• [Problem statement]:
Please count how many rows below contain the string "metal", matching case exactly. Reply with the number alone.

(Entries drawn from a collection)
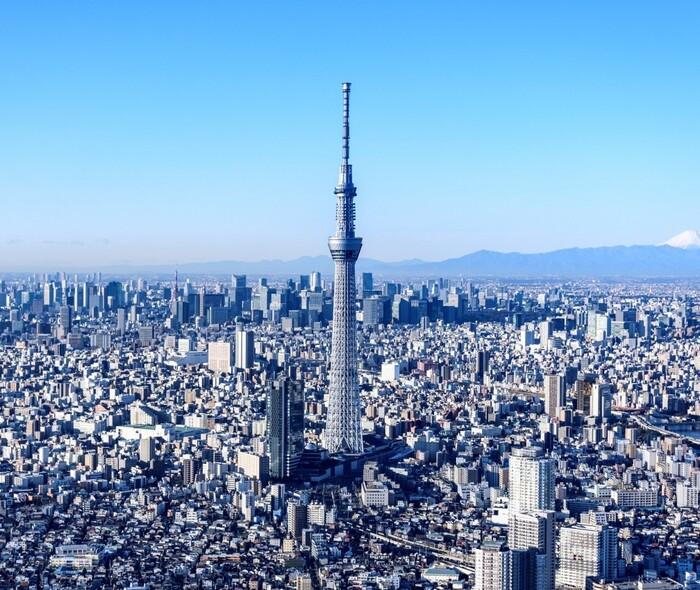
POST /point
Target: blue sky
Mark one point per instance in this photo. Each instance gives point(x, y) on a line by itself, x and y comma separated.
point(163, 132)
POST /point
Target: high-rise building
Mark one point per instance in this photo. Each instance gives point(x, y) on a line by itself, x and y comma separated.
point(220, 357)
point(530, 481)
point(554, 394)
point(296, 518)
point(285, 427)
point(245, 351)
point(482, 365)
point(343, 432)
point(367, 284)
point(492, 567)
point(586, 551)
point(190, 468)
point(531, 540)
point(601, 398)
point(147, 449)
point(65, 318)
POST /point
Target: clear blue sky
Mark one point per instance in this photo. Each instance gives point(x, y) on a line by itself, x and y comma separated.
point(157, 132)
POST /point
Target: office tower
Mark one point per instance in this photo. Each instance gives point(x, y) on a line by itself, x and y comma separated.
point(76, 293)
point(343, 425)
point(146, 335)
point(147, 449)
point(220, 357)
point(65, 318)
point(173, 298)
point(190, 467)
point(482, 365)
point(554, 394)
point(121, 320)
point(531, 540)
point(285, 427)
point(373, 311)
point(530, 481)
point(245, 348)
point(49, 294)
point(586, 551)
point(601, 397)
point(492, 567)
point(367, 284)
point(296, 518)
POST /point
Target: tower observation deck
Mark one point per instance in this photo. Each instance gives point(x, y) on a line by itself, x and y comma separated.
point(343, 433)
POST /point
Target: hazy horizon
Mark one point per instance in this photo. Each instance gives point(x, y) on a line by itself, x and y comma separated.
point(528, 129)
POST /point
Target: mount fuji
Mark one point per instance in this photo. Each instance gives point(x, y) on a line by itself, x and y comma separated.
point(685, 240)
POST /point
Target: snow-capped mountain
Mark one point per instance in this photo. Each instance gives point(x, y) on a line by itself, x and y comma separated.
point(687, 239)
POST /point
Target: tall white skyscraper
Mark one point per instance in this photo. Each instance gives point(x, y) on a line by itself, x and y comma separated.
point(245, 349)
point(601, 399)
point(492, 567)
point(220, 357)
point(531, 532)
point(587, 550)
point(554, 394)
point(343, 433)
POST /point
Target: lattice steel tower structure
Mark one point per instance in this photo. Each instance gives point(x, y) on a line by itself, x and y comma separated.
point(343, 432)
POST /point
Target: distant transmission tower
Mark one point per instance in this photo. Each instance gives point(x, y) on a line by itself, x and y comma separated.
point(343, 432)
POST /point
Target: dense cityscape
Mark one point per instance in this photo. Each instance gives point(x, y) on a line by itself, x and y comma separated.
point(322, 432)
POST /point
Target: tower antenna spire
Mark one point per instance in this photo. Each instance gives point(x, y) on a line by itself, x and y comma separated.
point(343, 432)
point(346, 123)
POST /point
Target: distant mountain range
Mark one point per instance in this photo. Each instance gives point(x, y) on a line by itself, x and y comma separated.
point(679, 260)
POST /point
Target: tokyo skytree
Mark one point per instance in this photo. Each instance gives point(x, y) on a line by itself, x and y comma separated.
point(343, 432)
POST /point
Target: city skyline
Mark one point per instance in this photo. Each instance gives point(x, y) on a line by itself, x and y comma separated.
point(120, 146)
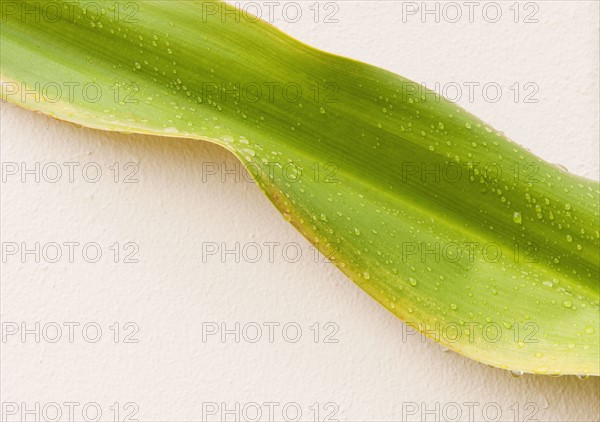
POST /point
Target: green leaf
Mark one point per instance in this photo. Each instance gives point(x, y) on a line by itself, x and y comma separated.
point(443, 220)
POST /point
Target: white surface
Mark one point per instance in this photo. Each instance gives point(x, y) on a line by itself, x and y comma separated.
point(175, 207)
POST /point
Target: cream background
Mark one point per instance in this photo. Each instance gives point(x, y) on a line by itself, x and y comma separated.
point(370, 372)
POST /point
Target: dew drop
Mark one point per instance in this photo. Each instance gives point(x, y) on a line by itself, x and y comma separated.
point(517, 217)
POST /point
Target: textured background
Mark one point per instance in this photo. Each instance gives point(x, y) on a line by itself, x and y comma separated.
point(372, 372)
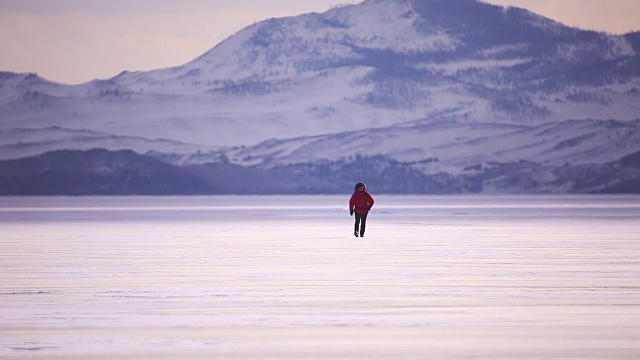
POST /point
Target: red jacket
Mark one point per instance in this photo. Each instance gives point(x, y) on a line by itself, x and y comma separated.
point(361, 202)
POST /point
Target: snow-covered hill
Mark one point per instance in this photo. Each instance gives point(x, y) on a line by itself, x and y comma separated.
point(441, 85)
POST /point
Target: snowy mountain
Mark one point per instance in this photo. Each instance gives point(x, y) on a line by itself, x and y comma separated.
point(437, 86)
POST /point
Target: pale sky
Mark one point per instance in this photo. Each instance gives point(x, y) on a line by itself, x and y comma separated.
point(74, 41)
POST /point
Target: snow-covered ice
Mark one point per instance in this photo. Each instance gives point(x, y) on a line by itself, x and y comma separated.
point(282, 277)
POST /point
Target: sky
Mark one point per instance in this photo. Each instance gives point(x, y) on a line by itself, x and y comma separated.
point(75, 41)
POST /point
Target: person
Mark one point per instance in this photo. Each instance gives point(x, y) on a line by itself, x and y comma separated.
point(360, 204)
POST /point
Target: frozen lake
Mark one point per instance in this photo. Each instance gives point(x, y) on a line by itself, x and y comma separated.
point(282, 277)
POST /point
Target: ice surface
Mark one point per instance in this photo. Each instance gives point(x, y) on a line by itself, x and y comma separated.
point(282, 277)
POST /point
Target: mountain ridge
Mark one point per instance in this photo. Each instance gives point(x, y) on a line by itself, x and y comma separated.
point(464, 82)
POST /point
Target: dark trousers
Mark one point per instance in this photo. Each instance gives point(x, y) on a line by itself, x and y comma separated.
point(361, 222)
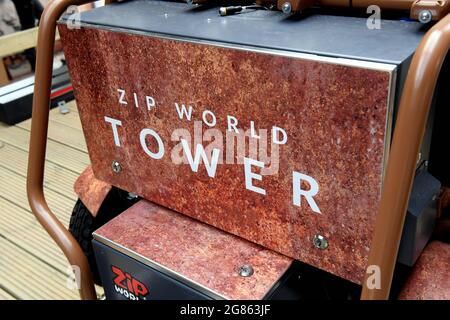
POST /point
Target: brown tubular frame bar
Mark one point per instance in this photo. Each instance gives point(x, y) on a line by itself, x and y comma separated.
point(408, 134)
point(38, 143)
point(410, 126)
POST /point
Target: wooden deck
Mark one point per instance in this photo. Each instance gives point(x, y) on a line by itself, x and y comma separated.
point(31, 265)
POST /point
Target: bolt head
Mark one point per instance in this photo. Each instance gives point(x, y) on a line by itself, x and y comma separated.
point(320, 242)
point(117, 168)
point(245, 270)
point(425, 16)
point(286, 7)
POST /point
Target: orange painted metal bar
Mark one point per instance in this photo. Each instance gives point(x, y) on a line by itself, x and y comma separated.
point(410, 126)
point(409, 130)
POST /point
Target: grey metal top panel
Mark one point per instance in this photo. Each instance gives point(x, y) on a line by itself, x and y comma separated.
point(334, 36)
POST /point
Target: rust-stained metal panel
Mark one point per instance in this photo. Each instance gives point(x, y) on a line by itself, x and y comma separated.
point(335, 116)
point(91, 191)
point(429, 279)
point(194, 252)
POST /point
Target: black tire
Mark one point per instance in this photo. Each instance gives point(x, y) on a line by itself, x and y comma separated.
point(81, 227)
point(83, 224)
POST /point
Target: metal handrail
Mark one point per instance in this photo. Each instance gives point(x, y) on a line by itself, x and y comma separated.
point(408, 134)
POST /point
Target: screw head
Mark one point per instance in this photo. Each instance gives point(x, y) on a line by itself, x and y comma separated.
point(425, 16)
point(132, 196)
point(320, 242)
point(117, 168)
point(286, 7)
point(245, 270)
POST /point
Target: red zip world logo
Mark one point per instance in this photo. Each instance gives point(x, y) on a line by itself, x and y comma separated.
point(127, 285)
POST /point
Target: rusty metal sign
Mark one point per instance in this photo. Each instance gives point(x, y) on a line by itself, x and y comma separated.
point(283, 149)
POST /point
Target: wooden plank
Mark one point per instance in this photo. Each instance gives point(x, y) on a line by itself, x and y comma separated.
point(71, 119)
point(57, 153)
point(57, 178)
point(19, 41)
point(72, 106)
point(27, 277)
point(22, 229)
point(14, 190)
point(61, 133)
point(4, 79)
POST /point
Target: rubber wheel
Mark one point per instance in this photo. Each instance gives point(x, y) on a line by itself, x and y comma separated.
point(83, 224)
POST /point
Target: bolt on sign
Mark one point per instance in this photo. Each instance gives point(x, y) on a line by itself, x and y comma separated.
point(280, 148)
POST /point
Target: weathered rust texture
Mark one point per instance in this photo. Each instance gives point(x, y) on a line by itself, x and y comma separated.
point(335, 117)
point(201, 253)
point(430, 278)
point(91, 191)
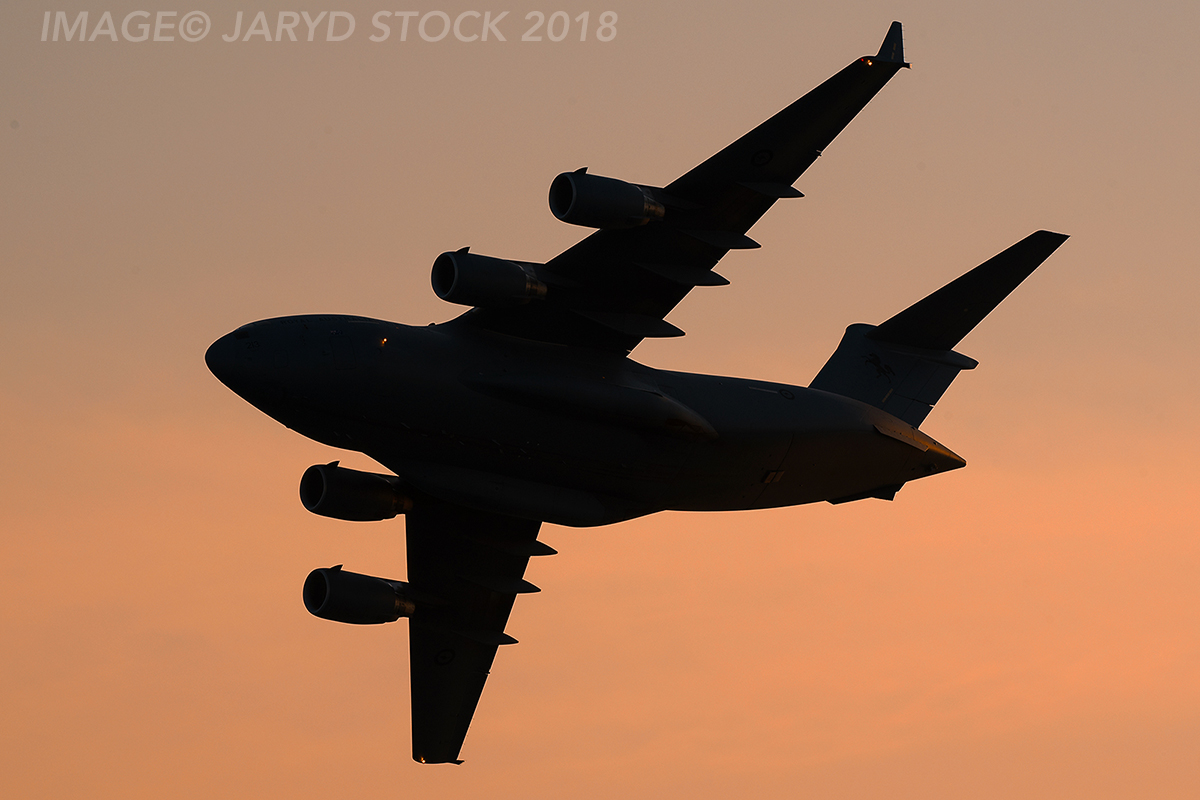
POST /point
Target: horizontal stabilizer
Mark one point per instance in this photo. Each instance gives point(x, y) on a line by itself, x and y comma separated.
point(905, 365)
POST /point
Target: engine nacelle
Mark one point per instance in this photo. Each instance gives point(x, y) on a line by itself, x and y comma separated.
point(471, 280)
point(357, 599)
point(341, 493)
point(595, 202)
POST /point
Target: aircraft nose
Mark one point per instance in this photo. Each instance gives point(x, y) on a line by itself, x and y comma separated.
point(231, 360)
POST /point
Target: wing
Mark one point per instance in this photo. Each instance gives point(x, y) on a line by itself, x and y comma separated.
point(465, 570)
point(615, 288)
point(906, 364)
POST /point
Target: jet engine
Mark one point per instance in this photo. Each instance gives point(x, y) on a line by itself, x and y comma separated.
point(595, 202)
point(341, 493)
point(357, 599)
point(471, 280)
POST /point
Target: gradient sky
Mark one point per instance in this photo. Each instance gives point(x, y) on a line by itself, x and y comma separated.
point(1024, 627)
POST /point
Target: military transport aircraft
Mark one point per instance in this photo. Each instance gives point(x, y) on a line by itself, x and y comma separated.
point(527, 408)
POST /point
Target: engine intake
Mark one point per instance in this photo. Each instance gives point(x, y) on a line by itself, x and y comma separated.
point(595, 202)
point(341, 493)
point(355, 599)
point(471, 280)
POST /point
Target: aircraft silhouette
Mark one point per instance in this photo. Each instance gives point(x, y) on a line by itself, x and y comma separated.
point(527, 408)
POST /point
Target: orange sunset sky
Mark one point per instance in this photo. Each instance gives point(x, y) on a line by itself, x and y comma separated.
point(1025, 627)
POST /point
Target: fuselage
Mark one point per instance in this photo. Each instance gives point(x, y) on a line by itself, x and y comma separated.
point(563, 434)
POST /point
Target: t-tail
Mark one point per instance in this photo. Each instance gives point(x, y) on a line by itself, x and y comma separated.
point(905, 365)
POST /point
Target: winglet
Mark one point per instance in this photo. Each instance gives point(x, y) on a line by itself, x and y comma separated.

• [Worked answer]:
5